Your goal:
When the line with "Target: grass slope" comes up, set it down and every later line to the end of the data, exactly and without pictures.

(Dataset entries)
········

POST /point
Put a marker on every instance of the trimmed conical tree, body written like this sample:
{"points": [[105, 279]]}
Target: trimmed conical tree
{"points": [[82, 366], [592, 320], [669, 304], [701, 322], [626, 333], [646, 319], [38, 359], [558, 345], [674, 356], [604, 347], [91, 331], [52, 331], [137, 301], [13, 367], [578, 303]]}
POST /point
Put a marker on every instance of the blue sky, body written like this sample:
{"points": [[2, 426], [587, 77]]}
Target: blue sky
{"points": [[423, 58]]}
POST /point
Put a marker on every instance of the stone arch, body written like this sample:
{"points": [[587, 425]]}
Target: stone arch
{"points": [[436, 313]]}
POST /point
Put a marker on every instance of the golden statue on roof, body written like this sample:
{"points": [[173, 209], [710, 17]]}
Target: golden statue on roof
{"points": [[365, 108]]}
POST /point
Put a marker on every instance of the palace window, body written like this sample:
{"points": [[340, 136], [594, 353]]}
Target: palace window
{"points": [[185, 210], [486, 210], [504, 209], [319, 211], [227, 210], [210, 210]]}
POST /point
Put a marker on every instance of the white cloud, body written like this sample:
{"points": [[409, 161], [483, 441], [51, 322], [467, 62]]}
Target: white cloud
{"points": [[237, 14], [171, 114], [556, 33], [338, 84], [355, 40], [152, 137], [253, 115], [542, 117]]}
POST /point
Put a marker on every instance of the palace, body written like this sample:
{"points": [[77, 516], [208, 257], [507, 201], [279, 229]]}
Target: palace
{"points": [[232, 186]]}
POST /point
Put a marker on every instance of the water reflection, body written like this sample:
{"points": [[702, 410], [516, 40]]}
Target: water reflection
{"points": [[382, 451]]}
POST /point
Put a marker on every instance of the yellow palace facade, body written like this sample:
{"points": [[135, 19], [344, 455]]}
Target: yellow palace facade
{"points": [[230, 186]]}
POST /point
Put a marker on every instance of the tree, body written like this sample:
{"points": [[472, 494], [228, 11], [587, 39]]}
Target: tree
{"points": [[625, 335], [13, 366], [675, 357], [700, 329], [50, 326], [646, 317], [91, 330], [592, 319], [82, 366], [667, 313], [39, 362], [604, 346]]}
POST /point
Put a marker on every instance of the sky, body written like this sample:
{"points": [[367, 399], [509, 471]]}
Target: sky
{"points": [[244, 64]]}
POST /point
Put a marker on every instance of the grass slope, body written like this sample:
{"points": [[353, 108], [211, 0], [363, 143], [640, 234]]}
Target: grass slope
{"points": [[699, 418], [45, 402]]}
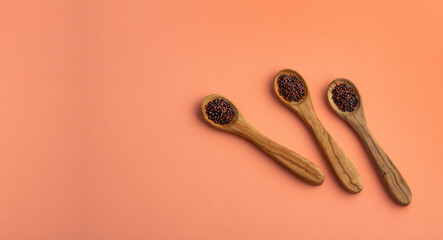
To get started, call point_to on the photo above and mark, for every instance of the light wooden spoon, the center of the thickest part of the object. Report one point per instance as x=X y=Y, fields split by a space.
x=293 y=162
x=394 y=182
x=343 y=168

········

Finished exercise:
Target: grass slope
{"points": [[699, 418], [45, 402]]}
To get started, call point_to on the photo above and mark, for every instance of the light wooden spoon, the center of the thickest part of the object. Report one point per instance as x=X y=Y, fields split by a space.
x=293 y=162
x=394 y=182
x=343 y=168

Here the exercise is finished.